[Material supplied — start]
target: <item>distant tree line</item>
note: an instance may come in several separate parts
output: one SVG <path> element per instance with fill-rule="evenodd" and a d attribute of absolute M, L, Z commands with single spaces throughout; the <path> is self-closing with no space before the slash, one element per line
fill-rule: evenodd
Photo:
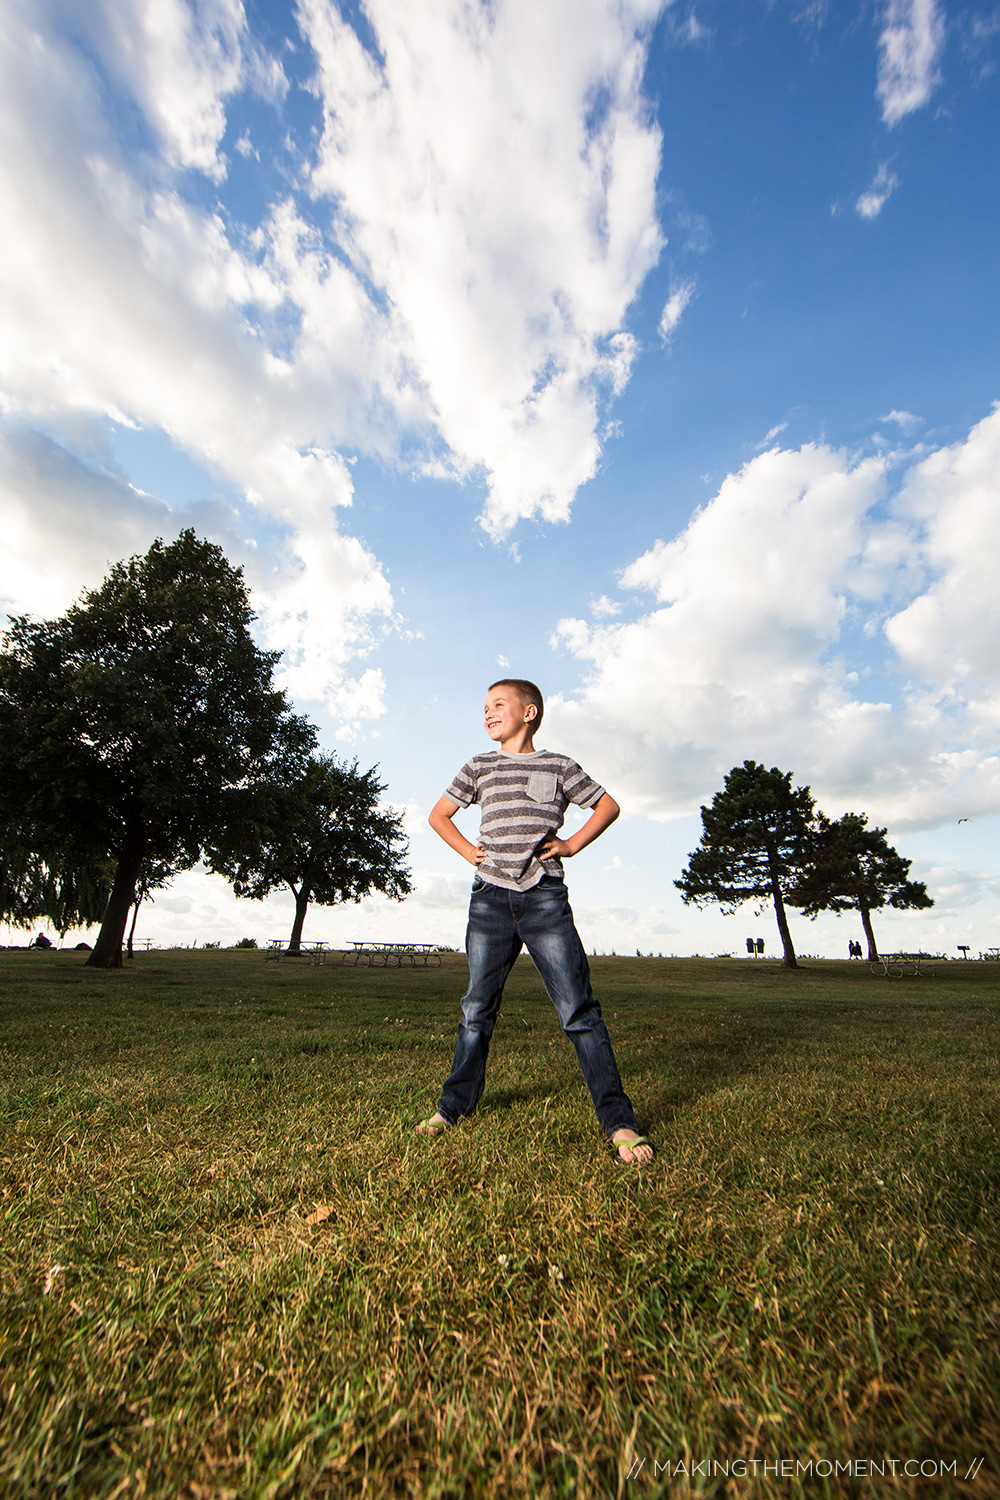
<path fill-rule="evenodd" d="M 401 818 L 376 770 L 317 750 L 251 634 L 242 570 L 183 532 L 116 564 L 56 620 L 13 620 L 0 651 L 0 920 L 100 923 L 118 967 L 150 893 L 202 860 L 238 895 L 287 885 L 297 949 L 310 900 L 410 889 Z M 131 944 L 131 931 L 129 944 Z"/>
<path fill-rule="evenodd" d="M 786 968 L 797 967 L 787 908 L 807 917 L 855 910 L 878 957 L 872 912 L 926 908 L 927 887 L 911 880 L 910 860 L 888 842 L 885 828 L 864 813 L 831 820 L 808 787 L 793 787 L 790 771 L 756 761 L 734 766 L 710 807 L 701 809 L 702 836 L 674 882 L 685 902 L 717 902 L 735 911 L 744 901 L 770 901 Z"/>

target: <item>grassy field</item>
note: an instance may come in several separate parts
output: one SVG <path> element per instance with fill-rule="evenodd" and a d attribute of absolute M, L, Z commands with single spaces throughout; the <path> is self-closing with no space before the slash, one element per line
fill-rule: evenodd
<path fill-rule="evenodd" d="M 642 1172 L 526 962 L 428 1142 L 460 956 L 0 953 L 5 1500 L 1000 1495 L 1000 966 L 594 971 Z"/>

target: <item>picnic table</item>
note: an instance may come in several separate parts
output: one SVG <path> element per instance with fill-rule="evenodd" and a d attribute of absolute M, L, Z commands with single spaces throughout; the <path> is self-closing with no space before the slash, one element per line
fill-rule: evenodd
<path fill-rule="evenodd" d="M 343 962 L 357 968 L 363 964 L 368 968 L 426 969 L 441 967 L 441 954 L 436 943 L 351 943 Z"/>
<path fill-rule="evenodd" d="M 983 963 L 1000 962 L 1000 948 L 983 948 L 979 957 Z"/>
<path fill-rule="evenodd" d="M 884 979 L 902 979 L 905 974 L 936 974 L 937 969 L 922 953 L 881 953 L 872 960 L 872 973 Z"/>
<path fill-rule="evenodd" d="M 304 958 L 310 964 L 325 964 L 329 947 L 328 942 L 314 941 L 301 943 L 298 953 L 289 953 L 287 938 L 268 938 L 264 959 L 280 963 L 286 958 Z"/>

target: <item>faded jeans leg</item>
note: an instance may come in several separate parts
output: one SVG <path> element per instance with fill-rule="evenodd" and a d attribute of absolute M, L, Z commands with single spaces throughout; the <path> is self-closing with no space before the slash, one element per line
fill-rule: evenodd
<path fill-rule="evenodd" d="M 488 881 L 473 883 L 465 934 L 469 988 L 462 996 L 455 1057 L 438 1104 L 438 1113 L 452 1125 L 471 1114 L 482 1097 L 503 987 L 521 951 L 510 897 L 510 891 Z"/>
<path fill-rule="evenodd" d="M 532 898 L 530 900 L 526 898 Z M 590 983 L 590 965 L 573 921 L 566 887 L 550 877 L 520 898 L 518 933 L 541 976 L 559 1024 L 573 1043 L 601 1128 L 638 1130 L 608 1028 Z"/>

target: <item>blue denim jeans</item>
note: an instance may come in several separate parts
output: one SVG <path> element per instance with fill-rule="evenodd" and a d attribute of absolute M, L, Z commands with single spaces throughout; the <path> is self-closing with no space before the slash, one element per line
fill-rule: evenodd
<path fill-rule="evenodd" d="M 438 1112 L 454 1125 L 479 1103 L 503 987 L 522 945 L 534 960 L 560 1026 L 576 1048 L 602 1128 L 609 1136 L 623 1128 L 637 1129 L 608 1028 L 590 987 L 590 965 L 573 923 L 566 887 L 554 875 L 544 875 L 530 891 L 508 891 L 478 875 L 473 882 L 465 938 L 469 988 L 462 997 L 455 1060 Z"/>

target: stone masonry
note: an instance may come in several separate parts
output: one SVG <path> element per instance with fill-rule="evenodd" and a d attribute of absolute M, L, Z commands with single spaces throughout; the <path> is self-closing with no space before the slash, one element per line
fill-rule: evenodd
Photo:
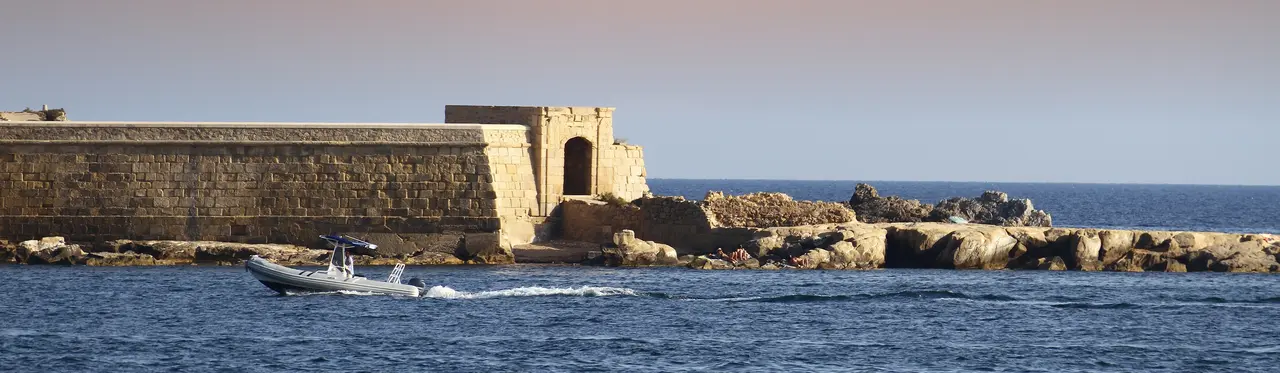
<path fill-rule="evenodd" d="M 0 238 L 312 245 L 364 233 L 444 252 L 528 242 L 562 199 L 570 138 L 591 143 L 575 161 L 589 164 L 593 194 L 648 191 L 640 148 L 613 144 L 611 118 L 450 106 L 448 124 L 4 121 Z"/>

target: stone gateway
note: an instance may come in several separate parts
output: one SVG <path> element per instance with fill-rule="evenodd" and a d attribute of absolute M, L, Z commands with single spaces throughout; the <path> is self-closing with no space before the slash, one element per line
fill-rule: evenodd
<path fill-rule="evenodd" d="M 532 241 L 565 196 L 648 192 L 612 108 L 447 106 L 445 122 L 0 121 L 0 238 L 349 233 L 483 257 Z"/>

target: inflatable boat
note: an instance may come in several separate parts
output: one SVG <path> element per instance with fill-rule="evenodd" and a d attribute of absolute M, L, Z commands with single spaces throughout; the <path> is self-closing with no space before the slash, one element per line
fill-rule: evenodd
<path fill-rule="evenodd" d="M 257 255 L 244 262 L 245 270 L 263 285 L 280 294 L 345 290 L 417 297 L 426 287 L 426 283 L 418 278 L 410 279 L 408 284 L 400 283 L 400 275 L 404 273 L 403 263 L 396 264 L 386 281 L 371 280 L 358 275 L 349 251 L 356 248 L 374 251 L 377 250 L 377 245 L 347 236 L 320 236 L 320 238 L 333 245 L 333 255 L 329 257 L 329 268 L 326 270 L 308 271 L 289 268 Z"/>

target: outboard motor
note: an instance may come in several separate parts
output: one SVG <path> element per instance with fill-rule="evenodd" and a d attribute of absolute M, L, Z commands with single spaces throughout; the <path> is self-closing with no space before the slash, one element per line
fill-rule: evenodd
<path fill-rule="evenodd" d="M 417 277 L 409 279 L 409 285 L 417 286 L 419 288 L 422 288 L 423 290 L 427 289 L 427 282 L 422 281 L 422 279 Z"/>

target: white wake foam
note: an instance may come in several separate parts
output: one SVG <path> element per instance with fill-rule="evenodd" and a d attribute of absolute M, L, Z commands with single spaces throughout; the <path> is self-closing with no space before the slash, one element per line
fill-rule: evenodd
<path fill-rule="evenodd" d="M 579 297 L 607 297 L 613 295 L 636 296 L 635 290 L 607 286 L 582 286 L 576 288 L 544 288 L 540 286 L 519 287 L 507 290 L 466 292 L 457 291 L 448 286 L 432 286 L 427 289 L 424 298 L 437 299 L 485 299 L 498 297 L 538 297 L 552 295 L 568 295 Z"/>

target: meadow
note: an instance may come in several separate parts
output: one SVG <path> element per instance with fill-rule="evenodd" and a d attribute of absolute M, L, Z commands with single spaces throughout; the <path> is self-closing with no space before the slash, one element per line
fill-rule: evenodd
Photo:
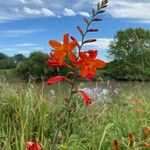
<path fill-rule="evenodd" d="M 44 150 L 144 150 L 144 128 L 150 126 L 150 83 L 92 82 L 76 86 L 91 92 L 92 105 L 73 96 L 76 109 L 65 111 L 65 83 L 0 83 L 0 149 L 25 150 L 37 141 Z M 130 147 L 128 134 L 134 135 Z M 56 136 L 58 134 L 58 136 Z M 147 137 L 147 143 L 150 139 Z M 147 148 L 148 149 L 148 148 Z"/>

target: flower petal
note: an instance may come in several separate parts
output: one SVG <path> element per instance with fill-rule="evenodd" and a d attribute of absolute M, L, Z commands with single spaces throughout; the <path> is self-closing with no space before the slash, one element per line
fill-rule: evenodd
<path fill-rule="evenodd" d="M 87 77 L 89 80 L 92 80 L 92 79 L 94 78 L 95 73 L 96 73 L 96 68 L 88 69 L 88 72 L 87 72 L 86 77 Z"/>
<path fill-rule="evenodd" d="M 56 83 L 58 83 L 58 82 L 60 82 L 60 81 L 63 81 L 63 80 L 66 80 L 66 81 L 68 81 L 68 82 L 71 82 L 70 79 L 68 79 L 68 78 L 66 78 L 66 77 L 64 77 L 64 76 L 55 76 L 55 77 L 49 78 L 49 79 L 46 81 L 46 83 L 47 83 L 48 85 L 53 85 L 53 84 L 56 84 Z"/>
<path fill-rule="evenodd" d="M 82 94 L 82 97 L 83 97 L 83 101 L 85 104 L 89 105 L 92 103 L 92 99 L 91 97 L 89 96 L 89 94 L 87 94 L 86 92 L 84 92 L 83 90 L 81 89 L 78 89 L 77 92 L 80 92 Z"/>
<path fill-rule="evenodd" d="M 27 150 L 43 150 L 40 144 L 36 142 L 29 141 L 27 142 Z"/>
<path fill-rule="evenodd" d="M 93 59 L 97 56 L 97 50 L 88 50 L 87 53 L 89 54 L 89 57 Z"/>
<path fill-rule="evenodd" d="M 86 55 L 86 52 L 79 52 L 79 57 L 83 60 L 88 58 L 88 56 Z"/>
<path fill-rule="evenodd" d="M 68 53 L 68 58 L 69 58 L 72 62 L 75 62 L 75 61 L 76 61 L 76 56 L 75 56 L 73 53 L 71 53 L 71 52 Z"/>
<path fill-rule="evenodd" d="M 134 144 L 134 136 L 133 136 L 132 132 L 129 133 L 128 138 L 129 138 L 129 141 L 130 141 L 130 145 L 129 146 L 132 147 L 133 144 Z"/>
<path fill-rule="evenodd" d="M 115 150 L 119 150 L 119 142 L 117 139 L 114 139 L 114 148 Z"/>
<path fill-rule="evenodd" d="M 62 48 L 62 44 L 58 41 L 55 41 L 55 40 L 50 40 L 49 45 L 52 46 L 54 49 L 60 50 Z"/>
<path fill-rule="evenodd" d="M 71 41 L 70 44 L 69 44 L 70 45 L 70 50 L 73 50 L 77 46 L 77 44 L 78 44 L 77 41 Z"/>
<path fill-rule="evenodd" d="M 88 74 L 88 68 L 86 66 L 82 67 L 80 71 L 81 77 L 87 77 L 87 74 Z"/>
<path fill-rule="evenodd" d="M 104 68 L 106 66 L 106 63 L 100 59 L 95 59 L 94 63 L 95 63 L 95 67 L 99 69 Z"/>
<path fill-rule="evenodd" d="M 69 44 L 69 34 L 68 33 L 64 35 L 63 44 L 64 45 Z"/>

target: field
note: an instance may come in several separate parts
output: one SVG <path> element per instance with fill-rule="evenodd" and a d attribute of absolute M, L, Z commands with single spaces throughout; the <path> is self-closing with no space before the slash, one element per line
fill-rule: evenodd
<path fill-rule="evenodd" d="M 1 82 L 0 149 L 25 150 L 27 141 L 37 141 L 44 150 L 111 150 L 117 138 L 120 149 L 127 150 L 129 132 L 134 135 L 131 149 L 144 149 L 143 129 L 150 126 L 149 83 L 120 83 L 117 88 L 109 82 L 78 85 L 88 86 L 87 91 L 93 86 L 93 104 L 87 106 L 74 96 L 76 107 L 68 117 L 64 83 L 48 87 Z M 94 87 L 100 85 L 103 90 L 96 95 Z"/>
[Material supplied — finish]
Provide only the number of lines in the material above that contain the word "jeans".

**Answer to this task:** 2